There are more than the 3 mentioned environmental variables. The followings are the complete list of environmental variables and the package that uses that variable to control the number of threads it spawns. Note than you need to set these variables before doing import numpy:

OMP_NUM_THREADS: openmp,
OPENBLAS_NUM_THREADS: openblas,
MKL_NUM_THREADS: mkl,
VECLIB_MAXIMUM_THREADS: accelerate,
NUMEXPR_NUM_THREADS: numexpr

So in practice you can do:

import os
os.environ["OMP_NUM_THREADS"] = "4" # export OMP_NUM_THREADS=4
os.environ["OPENBLAS_NUM_THREADS"] = "4" # export OPENBLAS_NUM_THREADS=4 
os.environ["MKL_NUM_THREADS"] = "6" # export MKL_NUM_THREADS=6
os.environ["VECLIB_MAXIMUM_THREADS"] = "4" # export VECLIB_MAXIMUM_THREADS=4
os.environ["NUMEXPR_NUM_THREADS"] = "6" # export NUMEXPR_NUM_THREADS=6

Note that as of November 2018 the Numpy developers are working on making this possible to do after you do import numpy as well. I'll update this post once they commit those changes.

CHALLENGES:
a - List every environment variable named in the post on limiting NumPy threads, together with the package it controls.
b - Return everything in the post on limiting NumPy threads from "Note that as" down to "commit those changes.", copied word for word.
c - Summarize the post on limiting NumPy threads in two sentences.

DATA EXTRACT:
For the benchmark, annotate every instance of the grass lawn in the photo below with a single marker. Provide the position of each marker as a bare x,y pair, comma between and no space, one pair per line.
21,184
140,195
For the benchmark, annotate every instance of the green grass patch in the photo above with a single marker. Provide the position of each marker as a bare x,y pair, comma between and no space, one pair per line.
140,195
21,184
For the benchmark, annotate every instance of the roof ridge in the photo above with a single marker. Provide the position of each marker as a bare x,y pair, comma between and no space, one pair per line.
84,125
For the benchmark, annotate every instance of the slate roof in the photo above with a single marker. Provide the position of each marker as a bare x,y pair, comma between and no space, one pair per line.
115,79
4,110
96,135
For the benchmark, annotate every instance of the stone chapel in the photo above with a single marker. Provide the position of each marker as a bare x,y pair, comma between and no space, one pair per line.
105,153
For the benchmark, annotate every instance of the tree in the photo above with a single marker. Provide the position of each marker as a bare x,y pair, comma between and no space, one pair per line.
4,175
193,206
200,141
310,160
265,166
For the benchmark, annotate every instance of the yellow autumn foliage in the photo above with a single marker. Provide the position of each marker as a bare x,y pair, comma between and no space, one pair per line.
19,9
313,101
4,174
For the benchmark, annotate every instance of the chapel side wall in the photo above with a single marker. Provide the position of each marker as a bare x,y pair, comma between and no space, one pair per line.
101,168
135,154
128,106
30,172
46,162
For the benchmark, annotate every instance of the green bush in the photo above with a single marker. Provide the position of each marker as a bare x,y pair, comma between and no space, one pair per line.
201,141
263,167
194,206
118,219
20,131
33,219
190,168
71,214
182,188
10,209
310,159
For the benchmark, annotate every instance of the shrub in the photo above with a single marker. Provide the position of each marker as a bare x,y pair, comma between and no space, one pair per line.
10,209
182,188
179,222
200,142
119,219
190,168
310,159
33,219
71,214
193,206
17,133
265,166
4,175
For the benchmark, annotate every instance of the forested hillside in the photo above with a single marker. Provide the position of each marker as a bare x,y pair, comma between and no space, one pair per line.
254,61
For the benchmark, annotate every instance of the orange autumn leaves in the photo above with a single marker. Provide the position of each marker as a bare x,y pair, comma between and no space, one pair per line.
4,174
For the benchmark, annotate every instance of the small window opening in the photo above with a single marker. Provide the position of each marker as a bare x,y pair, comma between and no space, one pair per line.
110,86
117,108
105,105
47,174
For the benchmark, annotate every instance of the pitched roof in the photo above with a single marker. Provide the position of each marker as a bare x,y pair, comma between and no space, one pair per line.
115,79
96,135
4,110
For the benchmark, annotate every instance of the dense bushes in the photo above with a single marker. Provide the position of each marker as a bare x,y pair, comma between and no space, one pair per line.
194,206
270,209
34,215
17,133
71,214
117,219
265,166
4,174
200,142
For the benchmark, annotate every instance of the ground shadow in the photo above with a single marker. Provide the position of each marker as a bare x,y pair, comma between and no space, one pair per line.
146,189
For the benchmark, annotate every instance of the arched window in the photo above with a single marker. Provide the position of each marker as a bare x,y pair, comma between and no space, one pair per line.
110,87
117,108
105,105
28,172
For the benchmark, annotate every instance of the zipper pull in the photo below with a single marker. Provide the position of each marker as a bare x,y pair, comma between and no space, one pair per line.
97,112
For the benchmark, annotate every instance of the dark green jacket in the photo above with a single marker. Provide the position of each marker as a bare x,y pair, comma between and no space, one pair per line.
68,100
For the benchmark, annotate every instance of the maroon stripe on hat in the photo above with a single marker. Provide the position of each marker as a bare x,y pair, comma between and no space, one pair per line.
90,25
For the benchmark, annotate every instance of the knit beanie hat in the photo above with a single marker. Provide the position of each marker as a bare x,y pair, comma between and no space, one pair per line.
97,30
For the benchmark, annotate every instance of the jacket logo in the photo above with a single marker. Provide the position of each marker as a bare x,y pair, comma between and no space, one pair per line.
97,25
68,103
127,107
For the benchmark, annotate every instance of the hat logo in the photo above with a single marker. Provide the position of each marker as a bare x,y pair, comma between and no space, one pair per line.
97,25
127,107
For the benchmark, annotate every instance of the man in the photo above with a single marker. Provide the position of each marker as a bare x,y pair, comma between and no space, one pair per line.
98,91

RESULTS BY TASK:
a -
OMP_NUM_THREADS: openmp
OPENBLAS_NUM_THREADS: openblas
MKL_NUM_THREADS: mkl
VECLIB_MAXIMUM_THREADS: accelerate
NUMEXPR_NUM_THREADS: numexpr

b -
Note that as of November 2018 the Numpy developers are working on making this possible to do after you do import numpy as well. I'll update this post once they commit those changes.

c - The post lists five environment variables (OMP_NUM_THREADS, OPENBLAS_NUM_THREADS, MKL_NUM_THREADS, VECLIB_MAXIMUM_THREADS and NUMEXPR_NUM_THREADS) that control how many threads openmp, openblas, mkl, accelerate and numexpr spawn, and it shows how to set them through os.environ. These variables must be set before importing numpy, though as of November 2018 the Numpy developers were working on making it possible to set them afterward as well.